— Begin SOURCE PASSAGE —

Thirdly, there are cases where the predominantly peaceful social uprising against authoritarian rule gives way to a “mutually-damaging stalemate” between a mobilised society that is still protesting in the streets and a resilient regime benefiting from a loyal army’s willingness to exert repression. In these cases, the military is the central focus, and the opposition must aim to increase defections (inshiqaq) in the security apparatus and fragment the coercive/repressive power of the regime – this strategy is also premised on a fierce propaganda war between both sides. The “military logic” becomes essential, and there is a risk that it might veer towards civil war if the regime manages to hold onto its security apparatus.

In Yemen, an assassination attempt in June 2011 forced President Saleh to leave the country and spend some time in Saudi Arabia, while the President’s sons and nephews continued to exert power in his absence. Subsequently, amidst Saleh’s procrastinations to stay in power, a mutually-damaging stalemate arose between two armed power centres: the remnants of Saleh’s security forces controlled by the Saleh family on the one hand, and defected army units, tribesmen loyal to the Ahmar family and Islah-controlled militia on the other. Violent clashes and a context of persistent, peaceful social mobilisations against Saleh rule in Yemeni cities paved the way to a compromise between Yemeni political forces as a way out of continued conflict. Saleh belatedly signed the Gulf Cooperation Council (CCG) plan (with Western backing) for political transition, opening a process that led to a power-transfer with his vice-President Abd-Rabbu Mansour Hadi, elected as President in February 2012. Yet, the restoration of the fractured security sector, especially the army, remains one of the most important and controversial issues in post-Saleh Yemen. Saleh spent 34 years building his networks and combining the tribes and the State in the army apparatus, and his absence has created a lawlessness which has allowed Al Qaeda in the Arabian Peninsula (AQAP) to gain footholds in the country.

— End SOURCE PASSAGE —
— Begin DATA ROWS —

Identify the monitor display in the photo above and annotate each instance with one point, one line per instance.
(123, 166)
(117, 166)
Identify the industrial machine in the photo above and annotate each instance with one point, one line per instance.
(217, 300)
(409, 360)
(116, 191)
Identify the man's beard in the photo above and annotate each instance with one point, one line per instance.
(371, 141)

— End DATA ROWS —

» **YOUR TASKS**
1. Condense the paragraph beginning "Thirdly, there are cases" from the passage on uprisings against authoritarian rule into a short bulleted list that keeps its main facts.
2. Carry on the passage on uprisings against authoritarian rule, starting after its final sentence.

» **OUTPUTS**
1.
- Some largely peaceful uprisings against authoritarian rule turn into a "mutually-damaging stalemate." On one side are protesters still in the streets. On the other is a resilient regime backed by a loyal army willing to use repression.
- In such cases the military is the central focus. The opposition tries to increase defections (inshiqaq) in the security apparatus to fragment the regime's coercive power. Both sides also wage a fierce propaganda war.
- This "military logic" risks sliding into civil war if the regime keeps hold of its security apparatus.

2.
In Syria, where the opposition is relying on the gradual strengthening of the FSA through defectors, and the regime is trying to preserve coherence in the security forces and their potential for repression, “military logic” has not given way (at the time of writing) to a political solution. Negotiations between the two sides are not on the agenda, due to a mutual lack of confidence, and neither is an international intervention along the lines of the Libyan model (see above), which was blocked in the Security Council by Russian and Chinese vetoes in February 2012. This situation has led to an increased militarisation of the popular uprising, which maintains some of its initial features of peaceful mass social mobilisations, and a looming threat of civil war. The conflict is taking on an increasingly sectarian taint and there are increasing regional interventions in favour of one side or another (Iran, Hezbollah vs. Qatar, Saudi Arabia and Turkey).

The military in the Arab world is once again at the centre of political dynamics, but not like in the army-led coup d’états of the 1950s and 1960s. In 2012, a lot depends on the military. It must either adopt the role of guardian or be reconfigured, in those cases where it has fallen apart, for transitions in the Arab world to progress toward the consolidation of new systems following the social uprisings against authoritarian rule in 2011.